- 文档正文 -

题目要求

给定一个数组 nums，编写一个函数将所有 0 移动到数组的末尾，同时保持非零元素的相对顺序。

请注意 ，必须在不复制数组的情况下原地对数组进行操作。

示例 1:
输入: nums = [0,1,0,3,12]
输出: [1,3,12,0,0]
示例 2:
输入: nums = [0]
输出: [0]

解析

双指针：
i：快指针，遍历整个数组 ；j:慢指针，指向待处理的零元素位置
注意： 执行快慢指针需满足i>j

图片示例

Implement code

• 方法1

class Solution:
    def moveZeroes(self, nums: list[int]) -> None:
        """
        Do not return anything, modify nums in-place instead.
        """
        # i: Fast pointer, travase the entire array
        # index: Slow pointer, an index value that points to zero 
        index = i = 0
        while i < len(nums):
            if nums[i] != 0:
                nums[index], nums[i]= nums[i], nums[index]
                index += 1
            i += 1

• 放法2

class Solution:
    def moveZeroes(self, nums: list[int]) -> None:
        """

- 练习题 -
(A) 在移动零题解中，慢指针 j 指向什么位置？
(B) 请接着移动零题解的最后一行往下续写。
完成练习时用不到这份列表。

标注数据集中的记录:
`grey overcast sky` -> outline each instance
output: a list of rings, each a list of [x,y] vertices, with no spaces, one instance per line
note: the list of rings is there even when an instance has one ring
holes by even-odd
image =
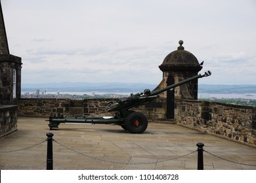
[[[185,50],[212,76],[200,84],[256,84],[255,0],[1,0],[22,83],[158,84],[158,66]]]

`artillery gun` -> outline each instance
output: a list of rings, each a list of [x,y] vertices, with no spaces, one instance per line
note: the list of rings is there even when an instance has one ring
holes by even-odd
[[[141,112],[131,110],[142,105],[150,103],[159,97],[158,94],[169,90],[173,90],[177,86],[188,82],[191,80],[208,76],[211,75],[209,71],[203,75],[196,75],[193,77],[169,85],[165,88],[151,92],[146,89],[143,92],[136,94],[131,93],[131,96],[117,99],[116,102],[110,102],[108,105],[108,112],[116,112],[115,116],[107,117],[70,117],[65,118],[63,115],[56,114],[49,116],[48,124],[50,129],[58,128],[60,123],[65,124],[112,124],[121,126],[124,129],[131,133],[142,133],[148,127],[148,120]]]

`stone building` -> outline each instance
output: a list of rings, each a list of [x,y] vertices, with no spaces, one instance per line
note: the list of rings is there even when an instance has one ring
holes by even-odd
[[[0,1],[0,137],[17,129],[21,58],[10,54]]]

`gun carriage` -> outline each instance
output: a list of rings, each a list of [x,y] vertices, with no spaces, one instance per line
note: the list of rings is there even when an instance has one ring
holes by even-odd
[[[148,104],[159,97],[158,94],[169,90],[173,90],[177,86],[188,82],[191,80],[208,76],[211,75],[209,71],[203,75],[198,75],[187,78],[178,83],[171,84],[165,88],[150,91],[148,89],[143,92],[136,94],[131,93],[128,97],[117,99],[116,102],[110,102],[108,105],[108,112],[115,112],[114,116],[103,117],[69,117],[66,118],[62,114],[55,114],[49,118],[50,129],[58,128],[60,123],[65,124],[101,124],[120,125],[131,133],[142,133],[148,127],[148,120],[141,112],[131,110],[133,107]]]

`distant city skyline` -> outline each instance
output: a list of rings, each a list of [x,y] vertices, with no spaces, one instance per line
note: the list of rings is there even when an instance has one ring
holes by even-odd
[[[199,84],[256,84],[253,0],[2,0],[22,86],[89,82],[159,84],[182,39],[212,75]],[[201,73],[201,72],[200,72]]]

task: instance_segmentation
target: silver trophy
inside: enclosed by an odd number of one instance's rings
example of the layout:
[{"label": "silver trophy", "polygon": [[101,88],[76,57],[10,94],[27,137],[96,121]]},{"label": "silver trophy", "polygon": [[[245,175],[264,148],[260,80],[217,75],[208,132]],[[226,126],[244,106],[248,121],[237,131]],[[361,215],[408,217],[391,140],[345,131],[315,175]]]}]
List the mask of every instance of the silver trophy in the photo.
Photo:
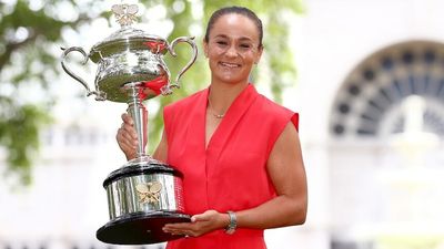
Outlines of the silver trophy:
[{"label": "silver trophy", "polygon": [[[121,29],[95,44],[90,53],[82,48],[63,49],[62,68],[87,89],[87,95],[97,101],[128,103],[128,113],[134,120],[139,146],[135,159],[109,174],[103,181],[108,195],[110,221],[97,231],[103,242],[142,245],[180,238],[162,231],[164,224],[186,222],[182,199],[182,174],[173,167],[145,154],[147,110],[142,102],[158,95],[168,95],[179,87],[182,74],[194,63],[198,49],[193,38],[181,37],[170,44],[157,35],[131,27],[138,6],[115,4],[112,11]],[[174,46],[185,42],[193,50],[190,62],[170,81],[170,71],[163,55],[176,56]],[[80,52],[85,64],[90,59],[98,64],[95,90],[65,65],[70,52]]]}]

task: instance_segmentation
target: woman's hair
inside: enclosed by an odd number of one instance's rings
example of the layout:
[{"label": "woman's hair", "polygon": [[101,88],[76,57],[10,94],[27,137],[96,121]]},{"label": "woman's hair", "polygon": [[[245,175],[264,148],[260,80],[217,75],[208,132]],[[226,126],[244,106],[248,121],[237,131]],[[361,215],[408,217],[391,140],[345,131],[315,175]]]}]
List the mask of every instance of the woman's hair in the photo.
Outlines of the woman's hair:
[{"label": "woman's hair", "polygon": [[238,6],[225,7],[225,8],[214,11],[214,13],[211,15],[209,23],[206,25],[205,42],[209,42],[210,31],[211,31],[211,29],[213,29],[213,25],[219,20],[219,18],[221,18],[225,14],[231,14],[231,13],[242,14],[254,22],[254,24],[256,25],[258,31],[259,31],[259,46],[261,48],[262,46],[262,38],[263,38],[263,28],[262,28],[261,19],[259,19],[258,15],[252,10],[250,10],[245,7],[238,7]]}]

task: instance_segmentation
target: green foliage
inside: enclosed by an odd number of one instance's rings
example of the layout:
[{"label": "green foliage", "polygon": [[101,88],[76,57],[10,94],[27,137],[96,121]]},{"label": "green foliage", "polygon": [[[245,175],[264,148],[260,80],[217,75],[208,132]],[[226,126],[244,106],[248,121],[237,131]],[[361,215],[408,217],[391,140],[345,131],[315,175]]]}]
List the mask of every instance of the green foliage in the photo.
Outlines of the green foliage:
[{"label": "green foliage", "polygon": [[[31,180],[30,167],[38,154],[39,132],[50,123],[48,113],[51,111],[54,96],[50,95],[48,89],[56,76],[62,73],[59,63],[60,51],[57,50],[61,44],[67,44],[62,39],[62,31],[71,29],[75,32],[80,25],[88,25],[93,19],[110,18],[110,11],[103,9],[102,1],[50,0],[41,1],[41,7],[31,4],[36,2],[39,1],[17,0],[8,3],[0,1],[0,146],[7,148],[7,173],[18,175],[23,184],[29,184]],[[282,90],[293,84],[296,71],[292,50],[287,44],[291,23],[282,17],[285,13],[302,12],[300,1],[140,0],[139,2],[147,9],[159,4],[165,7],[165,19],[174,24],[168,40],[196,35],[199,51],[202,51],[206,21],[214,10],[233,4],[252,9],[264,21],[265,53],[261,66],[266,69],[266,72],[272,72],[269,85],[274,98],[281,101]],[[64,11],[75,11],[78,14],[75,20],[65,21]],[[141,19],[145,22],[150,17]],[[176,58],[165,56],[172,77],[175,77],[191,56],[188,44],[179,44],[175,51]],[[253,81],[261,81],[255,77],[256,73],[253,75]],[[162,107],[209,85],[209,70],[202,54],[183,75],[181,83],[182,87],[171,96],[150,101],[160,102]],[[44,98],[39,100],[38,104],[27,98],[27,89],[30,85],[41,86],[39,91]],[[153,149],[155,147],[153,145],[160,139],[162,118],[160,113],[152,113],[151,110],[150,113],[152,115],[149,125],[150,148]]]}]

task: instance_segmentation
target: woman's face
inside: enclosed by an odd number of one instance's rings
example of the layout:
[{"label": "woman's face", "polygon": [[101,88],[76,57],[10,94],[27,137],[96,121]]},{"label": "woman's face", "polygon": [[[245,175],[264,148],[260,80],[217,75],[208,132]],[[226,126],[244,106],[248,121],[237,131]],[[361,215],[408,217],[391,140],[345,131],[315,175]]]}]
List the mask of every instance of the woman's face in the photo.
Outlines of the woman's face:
...
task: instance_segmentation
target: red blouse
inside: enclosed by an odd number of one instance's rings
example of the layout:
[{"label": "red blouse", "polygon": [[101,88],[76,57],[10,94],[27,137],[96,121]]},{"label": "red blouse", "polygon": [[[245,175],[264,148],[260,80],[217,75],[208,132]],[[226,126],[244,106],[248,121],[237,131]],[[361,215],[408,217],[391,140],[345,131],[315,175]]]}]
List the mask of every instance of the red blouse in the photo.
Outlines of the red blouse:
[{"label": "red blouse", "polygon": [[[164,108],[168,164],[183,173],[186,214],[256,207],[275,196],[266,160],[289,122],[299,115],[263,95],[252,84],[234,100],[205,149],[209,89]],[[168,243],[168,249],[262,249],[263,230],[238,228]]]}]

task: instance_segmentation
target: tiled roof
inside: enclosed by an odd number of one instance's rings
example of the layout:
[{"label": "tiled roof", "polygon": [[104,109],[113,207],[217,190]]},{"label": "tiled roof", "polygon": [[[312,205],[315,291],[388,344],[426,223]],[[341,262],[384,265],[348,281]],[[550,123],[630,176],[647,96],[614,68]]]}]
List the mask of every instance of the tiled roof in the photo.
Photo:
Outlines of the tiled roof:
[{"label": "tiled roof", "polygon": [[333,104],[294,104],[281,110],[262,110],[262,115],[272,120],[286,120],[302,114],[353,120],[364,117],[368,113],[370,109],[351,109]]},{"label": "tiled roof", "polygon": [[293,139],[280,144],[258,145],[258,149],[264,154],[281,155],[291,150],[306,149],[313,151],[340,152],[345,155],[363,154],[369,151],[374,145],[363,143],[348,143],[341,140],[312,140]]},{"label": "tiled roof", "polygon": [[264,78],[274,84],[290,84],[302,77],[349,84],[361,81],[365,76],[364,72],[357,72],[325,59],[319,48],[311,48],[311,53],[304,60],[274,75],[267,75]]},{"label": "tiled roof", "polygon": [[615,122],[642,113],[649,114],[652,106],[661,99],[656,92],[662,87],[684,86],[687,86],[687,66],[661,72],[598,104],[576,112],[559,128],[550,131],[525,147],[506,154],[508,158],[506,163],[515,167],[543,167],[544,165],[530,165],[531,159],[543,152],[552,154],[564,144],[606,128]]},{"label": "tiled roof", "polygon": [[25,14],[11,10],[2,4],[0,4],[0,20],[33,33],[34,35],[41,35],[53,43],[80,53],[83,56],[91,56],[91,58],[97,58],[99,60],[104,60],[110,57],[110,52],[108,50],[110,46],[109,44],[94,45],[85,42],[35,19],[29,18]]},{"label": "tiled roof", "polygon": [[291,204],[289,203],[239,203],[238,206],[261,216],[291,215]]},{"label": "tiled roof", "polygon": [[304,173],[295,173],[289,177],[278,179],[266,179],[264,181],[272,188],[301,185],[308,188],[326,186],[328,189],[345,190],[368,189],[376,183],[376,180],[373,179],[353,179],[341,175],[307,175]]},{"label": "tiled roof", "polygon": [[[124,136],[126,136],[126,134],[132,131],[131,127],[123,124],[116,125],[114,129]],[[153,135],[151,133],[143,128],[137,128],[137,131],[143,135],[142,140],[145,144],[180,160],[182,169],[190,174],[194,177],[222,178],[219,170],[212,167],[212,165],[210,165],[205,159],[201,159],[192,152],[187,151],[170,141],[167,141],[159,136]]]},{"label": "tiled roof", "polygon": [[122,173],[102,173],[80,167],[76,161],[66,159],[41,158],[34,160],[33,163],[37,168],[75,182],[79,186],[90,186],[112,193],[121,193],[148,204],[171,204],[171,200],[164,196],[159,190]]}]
* * *
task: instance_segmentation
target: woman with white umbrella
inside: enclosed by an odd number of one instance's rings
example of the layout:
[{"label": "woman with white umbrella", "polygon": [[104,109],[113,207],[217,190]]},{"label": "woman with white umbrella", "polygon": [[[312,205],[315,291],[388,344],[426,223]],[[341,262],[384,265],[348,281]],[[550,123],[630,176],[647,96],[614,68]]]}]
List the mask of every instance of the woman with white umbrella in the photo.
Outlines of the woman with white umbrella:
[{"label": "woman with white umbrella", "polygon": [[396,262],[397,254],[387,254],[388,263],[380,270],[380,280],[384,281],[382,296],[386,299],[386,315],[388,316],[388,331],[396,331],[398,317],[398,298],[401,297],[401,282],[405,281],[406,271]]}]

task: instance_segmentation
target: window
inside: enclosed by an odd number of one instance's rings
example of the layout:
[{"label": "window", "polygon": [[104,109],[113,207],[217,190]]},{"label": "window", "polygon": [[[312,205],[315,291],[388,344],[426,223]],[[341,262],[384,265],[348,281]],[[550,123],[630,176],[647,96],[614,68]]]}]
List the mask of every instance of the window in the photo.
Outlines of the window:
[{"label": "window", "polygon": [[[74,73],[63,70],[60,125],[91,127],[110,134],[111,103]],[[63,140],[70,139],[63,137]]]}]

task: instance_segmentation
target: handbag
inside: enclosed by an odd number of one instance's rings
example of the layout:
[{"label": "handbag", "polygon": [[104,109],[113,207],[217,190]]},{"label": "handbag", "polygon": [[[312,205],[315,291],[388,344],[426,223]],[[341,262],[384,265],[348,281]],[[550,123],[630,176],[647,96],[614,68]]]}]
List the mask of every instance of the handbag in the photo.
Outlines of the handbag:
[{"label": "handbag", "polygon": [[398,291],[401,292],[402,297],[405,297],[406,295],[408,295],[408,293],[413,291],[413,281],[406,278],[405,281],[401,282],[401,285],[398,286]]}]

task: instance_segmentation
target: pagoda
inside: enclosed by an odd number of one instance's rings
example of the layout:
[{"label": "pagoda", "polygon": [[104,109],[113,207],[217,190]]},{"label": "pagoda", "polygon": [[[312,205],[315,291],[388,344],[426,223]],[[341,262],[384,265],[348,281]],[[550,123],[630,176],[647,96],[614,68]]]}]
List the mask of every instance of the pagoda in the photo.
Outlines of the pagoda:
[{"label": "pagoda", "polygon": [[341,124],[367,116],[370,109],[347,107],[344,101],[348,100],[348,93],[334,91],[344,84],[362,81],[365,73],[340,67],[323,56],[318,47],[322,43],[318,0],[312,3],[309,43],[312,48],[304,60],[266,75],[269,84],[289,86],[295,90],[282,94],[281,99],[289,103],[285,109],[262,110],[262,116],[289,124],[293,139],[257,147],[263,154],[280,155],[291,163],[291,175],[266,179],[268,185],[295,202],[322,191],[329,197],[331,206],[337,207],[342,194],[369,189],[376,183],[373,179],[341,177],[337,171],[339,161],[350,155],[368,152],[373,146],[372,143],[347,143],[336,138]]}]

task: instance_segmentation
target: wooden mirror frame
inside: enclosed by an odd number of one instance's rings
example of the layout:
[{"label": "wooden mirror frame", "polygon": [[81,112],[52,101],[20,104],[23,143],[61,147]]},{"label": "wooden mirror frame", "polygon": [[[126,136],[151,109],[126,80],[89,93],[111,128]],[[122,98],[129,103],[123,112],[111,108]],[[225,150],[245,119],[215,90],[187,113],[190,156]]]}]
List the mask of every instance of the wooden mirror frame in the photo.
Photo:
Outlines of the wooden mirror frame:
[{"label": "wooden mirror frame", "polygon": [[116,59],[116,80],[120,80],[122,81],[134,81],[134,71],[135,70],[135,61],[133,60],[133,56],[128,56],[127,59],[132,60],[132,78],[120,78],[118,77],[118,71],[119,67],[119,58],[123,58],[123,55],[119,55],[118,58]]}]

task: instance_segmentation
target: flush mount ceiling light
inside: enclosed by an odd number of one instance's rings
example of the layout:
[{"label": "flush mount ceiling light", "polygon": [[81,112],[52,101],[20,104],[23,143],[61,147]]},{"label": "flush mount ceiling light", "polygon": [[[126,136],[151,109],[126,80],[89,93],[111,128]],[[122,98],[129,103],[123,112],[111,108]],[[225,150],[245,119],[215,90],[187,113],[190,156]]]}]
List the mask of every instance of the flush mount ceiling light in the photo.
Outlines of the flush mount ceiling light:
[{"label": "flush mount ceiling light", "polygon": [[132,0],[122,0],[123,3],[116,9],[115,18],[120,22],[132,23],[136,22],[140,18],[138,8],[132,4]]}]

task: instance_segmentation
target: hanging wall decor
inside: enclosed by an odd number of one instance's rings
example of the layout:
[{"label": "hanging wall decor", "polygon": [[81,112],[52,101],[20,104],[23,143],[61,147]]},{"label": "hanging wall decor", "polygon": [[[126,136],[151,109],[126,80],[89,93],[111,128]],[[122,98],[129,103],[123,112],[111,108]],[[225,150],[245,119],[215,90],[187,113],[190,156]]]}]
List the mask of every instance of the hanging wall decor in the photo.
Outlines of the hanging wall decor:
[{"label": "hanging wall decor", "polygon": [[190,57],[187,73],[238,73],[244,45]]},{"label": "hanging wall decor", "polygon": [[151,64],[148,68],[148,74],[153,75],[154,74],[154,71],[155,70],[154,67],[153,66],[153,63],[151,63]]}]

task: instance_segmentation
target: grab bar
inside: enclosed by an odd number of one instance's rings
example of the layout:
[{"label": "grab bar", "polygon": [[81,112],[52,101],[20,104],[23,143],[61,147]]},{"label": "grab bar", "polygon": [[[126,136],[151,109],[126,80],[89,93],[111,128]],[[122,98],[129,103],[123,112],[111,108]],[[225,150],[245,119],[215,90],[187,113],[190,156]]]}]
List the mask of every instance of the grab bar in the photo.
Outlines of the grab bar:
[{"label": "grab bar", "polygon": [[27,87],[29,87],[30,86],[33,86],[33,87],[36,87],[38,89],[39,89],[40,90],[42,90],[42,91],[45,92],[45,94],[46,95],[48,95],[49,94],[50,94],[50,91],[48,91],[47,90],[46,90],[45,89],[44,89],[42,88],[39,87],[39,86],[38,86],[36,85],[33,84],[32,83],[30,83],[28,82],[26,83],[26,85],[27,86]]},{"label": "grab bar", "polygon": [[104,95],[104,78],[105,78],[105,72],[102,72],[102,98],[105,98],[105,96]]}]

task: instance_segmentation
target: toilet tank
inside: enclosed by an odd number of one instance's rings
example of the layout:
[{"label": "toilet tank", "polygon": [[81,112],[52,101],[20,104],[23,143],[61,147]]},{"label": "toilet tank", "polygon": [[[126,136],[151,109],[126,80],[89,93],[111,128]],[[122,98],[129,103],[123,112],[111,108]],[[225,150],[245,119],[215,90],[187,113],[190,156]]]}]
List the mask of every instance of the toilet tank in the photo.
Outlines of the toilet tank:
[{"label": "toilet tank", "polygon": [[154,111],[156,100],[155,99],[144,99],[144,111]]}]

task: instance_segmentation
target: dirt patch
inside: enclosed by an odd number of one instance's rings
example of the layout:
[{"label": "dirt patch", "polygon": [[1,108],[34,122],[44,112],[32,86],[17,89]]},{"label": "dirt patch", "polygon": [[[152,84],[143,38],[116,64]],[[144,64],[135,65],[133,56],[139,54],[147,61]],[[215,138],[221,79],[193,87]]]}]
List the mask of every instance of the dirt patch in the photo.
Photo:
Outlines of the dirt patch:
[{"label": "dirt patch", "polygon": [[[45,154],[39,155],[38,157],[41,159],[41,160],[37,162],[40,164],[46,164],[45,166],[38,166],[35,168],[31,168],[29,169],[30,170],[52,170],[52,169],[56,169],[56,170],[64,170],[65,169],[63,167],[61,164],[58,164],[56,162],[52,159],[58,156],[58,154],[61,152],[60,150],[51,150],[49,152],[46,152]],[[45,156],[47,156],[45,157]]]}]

- 参考答案 -
(A) 指向待处理的零元素位置。

(B)
        Do not return anything, modify nums in-place instead.
        """
        # i: Fast pointer, travase the entire array
        # j: Slow pointer, an index value that points to zero 
        j = 0
        for i in range(len(nums)):
            if nums[i] != 0:
                if i > j: # Need to execute speed point
                    nums[j] = nums[i]
                    nums[i] = 0
                j += 1   
        return nums  # return None, so  no need to write

算法评估

时间复杂度：O(n)
空间复杂度：O(1)